Text segment:

Ask HN: How you prevent accidental leaks of your company's data? - saurabh20n
1) How do you prevent accidental leaks through email, Github, Slack?<p>2) Google has a Data Loss Prevention API. https:&#x2F;&#x2F;cloud.google.com&#x2F;dlp&#x2F; That requires uploading your sensitive data. Is that a concern for you? Do you know of better&#x2F;cheaper alternatives?<p>2) Usually sensitive data is company specific. E.g., my sensitive data was biotech specific (e.g., chemical, enzyme names). How do you prevent leaks of your custom data?
======
ideophobia
It largely depends on the size of your company and the nature of your data.
There are probably 4 simplified aspects to tackle this issue from, in my
opinion. I work in data protection for a Fortune 500 company.

1\. Data tagging or classification - identify and tag your sensitive data,
then use the tags to control/monitor what happens to it. If done fully and
correctly, you only have to worry about the data that matters, not someone's
chili recipe or their kid's soccer schedule. The industry term is Crown
Jewels, which represents the data that is absolutely critical to your success
and would be catastrophic if lost. Secure your CJ, and your biggest risk is
mitigated.

2\. Egress monitoring - establish tools or processes to monitor what data is
leaving your company, where it is going, and how it is getting there. Look for
anomalies, abuses, and undesired activities. Perhaps your intellectual
property should never be in China.. uploads to 163.com or message attachments
to QQ messenger addresses might be concerning.

3\. Technical controls - Does your company need USB drive access? If not,
block them all from moving data via USB. Does anyone in your organization burn
data to CD/DVD media? No? Block it. Turn off the egress vectors that aren't
needed at a user/team/site/org level. The most common egress vectors are USB,
CD/DVD, Email, Network Upload, Print, and wireless transfer like bluetooth.

Recorded data:
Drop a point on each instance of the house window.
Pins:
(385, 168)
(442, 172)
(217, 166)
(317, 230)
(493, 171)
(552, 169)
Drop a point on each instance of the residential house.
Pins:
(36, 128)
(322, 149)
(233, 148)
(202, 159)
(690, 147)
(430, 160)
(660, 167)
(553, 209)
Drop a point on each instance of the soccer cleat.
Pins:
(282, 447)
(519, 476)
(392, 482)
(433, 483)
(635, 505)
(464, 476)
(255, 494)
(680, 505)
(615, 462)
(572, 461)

--

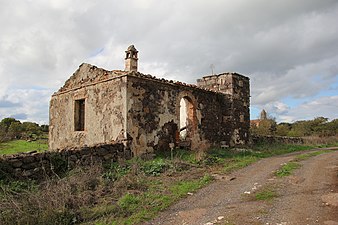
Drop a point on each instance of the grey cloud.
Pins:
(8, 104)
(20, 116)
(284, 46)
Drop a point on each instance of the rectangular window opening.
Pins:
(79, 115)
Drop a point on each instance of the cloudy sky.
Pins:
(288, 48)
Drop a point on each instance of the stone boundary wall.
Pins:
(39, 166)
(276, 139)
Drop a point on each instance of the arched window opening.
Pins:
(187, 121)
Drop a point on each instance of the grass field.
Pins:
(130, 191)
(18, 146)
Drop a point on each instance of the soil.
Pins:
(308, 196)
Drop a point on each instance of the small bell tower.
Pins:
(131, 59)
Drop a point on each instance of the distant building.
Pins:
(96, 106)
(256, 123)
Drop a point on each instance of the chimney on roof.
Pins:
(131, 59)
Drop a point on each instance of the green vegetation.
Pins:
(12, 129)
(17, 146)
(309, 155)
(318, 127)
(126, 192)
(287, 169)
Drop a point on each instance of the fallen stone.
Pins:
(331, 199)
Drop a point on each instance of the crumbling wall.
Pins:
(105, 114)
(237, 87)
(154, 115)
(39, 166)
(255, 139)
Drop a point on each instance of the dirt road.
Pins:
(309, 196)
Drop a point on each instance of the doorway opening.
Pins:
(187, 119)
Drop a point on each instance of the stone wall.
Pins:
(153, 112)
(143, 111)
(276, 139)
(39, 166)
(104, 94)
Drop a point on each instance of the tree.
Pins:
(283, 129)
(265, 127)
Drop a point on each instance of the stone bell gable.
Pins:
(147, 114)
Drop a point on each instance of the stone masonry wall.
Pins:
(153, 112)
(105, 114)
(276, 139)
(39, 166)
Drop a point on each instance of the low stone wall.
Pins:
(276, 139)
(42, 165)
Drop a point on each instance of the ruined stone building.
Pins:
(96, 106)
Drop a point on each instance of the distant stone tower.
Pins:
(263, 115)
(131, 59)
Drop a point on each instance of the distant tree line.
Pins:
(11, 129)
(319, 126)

* * *

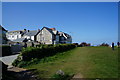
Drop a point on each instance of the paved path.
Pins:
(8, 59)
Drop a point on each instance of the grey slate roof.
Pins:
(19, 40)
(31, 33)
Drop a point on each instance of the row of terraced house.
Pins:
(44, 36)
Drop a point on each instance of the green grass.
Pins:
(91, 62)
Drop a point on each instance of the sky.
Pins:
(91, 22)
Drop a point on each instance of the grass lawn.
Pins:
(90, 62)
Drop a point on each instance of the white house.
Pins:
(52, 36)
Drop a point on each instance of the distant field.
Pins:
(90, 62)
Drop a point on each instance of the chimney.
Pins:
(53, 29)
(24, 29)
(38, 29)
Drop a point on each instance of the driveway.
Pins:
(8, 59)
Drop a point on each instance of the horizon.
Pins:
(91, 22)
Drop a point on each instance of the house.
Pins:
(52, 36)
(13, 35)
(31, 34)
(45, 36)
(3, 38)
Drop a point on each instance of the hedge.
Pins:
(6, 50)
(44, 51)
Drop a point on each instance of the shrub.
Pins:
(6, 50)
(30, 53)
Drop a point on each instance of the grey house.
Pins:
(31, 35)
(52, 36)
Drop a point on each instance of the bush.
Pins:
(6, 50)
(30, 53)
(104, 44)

Problems to work on:
[1] From the data-leak thread, quote the part that opens with the words containing "1\. Data tagging" and closes with "might be concerning.".
[2] In the data-leak thread, where does the commenter ideophobia say they work?
[3] Name every egress vector that the data-leak thread lists as most common.
You can ignore the rows.

Solutions per task:
[1]
1\. Data tagging or classification - identify and tag your sensitive data,
then use the tags to control/monitor what happens to it. If done fully and
correctly, you only have to worry about the data that matters, not someone's
chili recipe or their kid's soccer schedule. The industry term is Crown
Jewels, which represents the data that is absolutely critical to your success
and would be catastrophic if lost. Secure your CJ, and your biggest risk is
mitigated.

2\. Egress monitoring - establish tools or processes to monitor what data is
leaving your company, where it is going, and how it is getting there. Look for
anomalies, abuses, and undesired activities. Perhaps your intellectual
property should never be in China.. uploads to 163.com or message attachments
to QQ messenger addresses might be concerning.

[2] In data protection for a Fortune 500 company.

[3] USB, CD/DVD, Email, Network Upload, Print, and wireless transfer like bluetooth